### INSTRUCTIONS FOR THE TASK
Copy out all the entries shown below, exactly as they appear.

── RECORDS PROVIDED ──

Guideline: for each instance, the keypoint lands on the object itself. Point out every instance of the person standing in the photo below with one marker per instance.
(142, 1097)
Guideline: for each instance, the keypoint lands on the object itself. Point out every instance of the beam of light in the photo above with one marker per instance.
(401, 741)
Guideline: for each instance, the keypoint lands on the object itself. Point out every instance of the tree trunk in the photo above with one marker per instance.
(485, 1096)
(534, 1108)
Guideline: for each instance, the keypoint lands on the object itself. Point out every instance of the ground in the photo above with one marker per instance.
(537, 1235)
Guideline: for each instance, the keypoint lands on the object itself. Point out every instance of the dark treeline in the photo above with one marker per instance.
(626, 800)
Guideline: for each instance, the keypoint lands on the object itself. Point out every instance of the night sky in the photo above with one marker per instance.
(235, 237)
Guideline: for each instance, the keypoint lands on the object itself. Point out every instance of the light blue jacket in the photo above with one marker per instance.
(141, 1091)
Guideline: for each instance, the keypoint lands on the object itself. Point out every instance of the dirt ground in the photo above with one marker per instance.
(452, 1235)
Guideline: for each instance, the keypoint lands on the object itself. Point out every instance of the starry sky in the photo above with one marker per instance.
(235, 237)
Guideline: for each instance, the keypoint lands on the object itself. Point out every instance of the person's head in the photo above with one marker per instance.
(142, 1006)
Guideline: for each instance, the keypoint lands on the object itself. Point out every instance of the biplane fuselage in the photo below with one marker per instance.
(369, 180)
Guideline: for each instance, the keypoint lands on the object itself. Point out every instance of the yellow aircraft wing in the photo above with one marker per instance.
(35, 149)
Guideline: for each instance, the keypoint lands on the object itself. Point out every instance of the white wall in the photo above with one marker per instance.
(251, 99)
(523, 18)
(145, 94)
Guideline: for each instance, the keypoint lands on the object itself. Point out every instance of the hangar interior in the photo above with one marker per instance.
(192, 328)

───

### TASK ANSWER
Guideline: for each instance, the keypoint lands on the object itself. Point out every instance of the person standing in the photo below with one marker per instance.
(142, 1097)
Guideline: for each instance, the keypoint lands on the object itself. Point out every instance of the beam of light in the photo above with one marker per instance.
(401, 741)
Guideline: for each instance, the keypoint lands on the object itself. Point out every instance of the tree trunk in the photo above with one marker per instance.
(485, 1096)
(534, 1108)
Guideline: for each instance, the keypoint lands on the object itself. Point out every instance of the ground in the photo above with one marker per instance.
(537, 1235)
Guideline: for each instance, the keypoint lands on the object itself. Point out every instance of the dark treeline in the photo above with one marker per instance.
(626, 800)
Guideline: for each instance, the keypoint lands on the object itself. Point out every instance of the night sky in the photo above with one marker per instance.
(235, 237)
Guideline: for each instance, the keypoint lands on the object itself. Point out every instance of the light blue jacket in the photo above with one marker per instance.
(141, 1091)
Guideline: for each instance, the keypoint lands on the object itself. Point out every instance of the dirt ground in the photo above with one marker per instance.
(452, 1235)
Guideline: for each instance, the keypoint lands on the object itself. Point out every instance of the starry sky in the photo above with one marker per instance.
(235, 237)
Guideline: for each instance, the keypoint lands on the object itself. Point out every instance of the person's head in the photo above with one marker per instance.
(142, 1006)
Guideline: for each instance, the keypoint lands on the object itself. Point out every instance of the biplane fuselage in the photo below with one marker per instance.
(369, 180)
Guideline: for each instance, the keypoint lands on the object itself. Point out every instance of the yellow aircraft wing in the photo above with one marker per instance.
(35, 149)
Guideline: for each instance, the keypoint lands on the object itself. Point out every instance of the white wall in the photo above with one marker per instance.
(251, 99)
(523, 18)
(145, 94)
Guideline: for each instance, the keypoint lands on the object itself. Point out every instance of the hangar interior in the photo above with one marker per instance.
(192, 328)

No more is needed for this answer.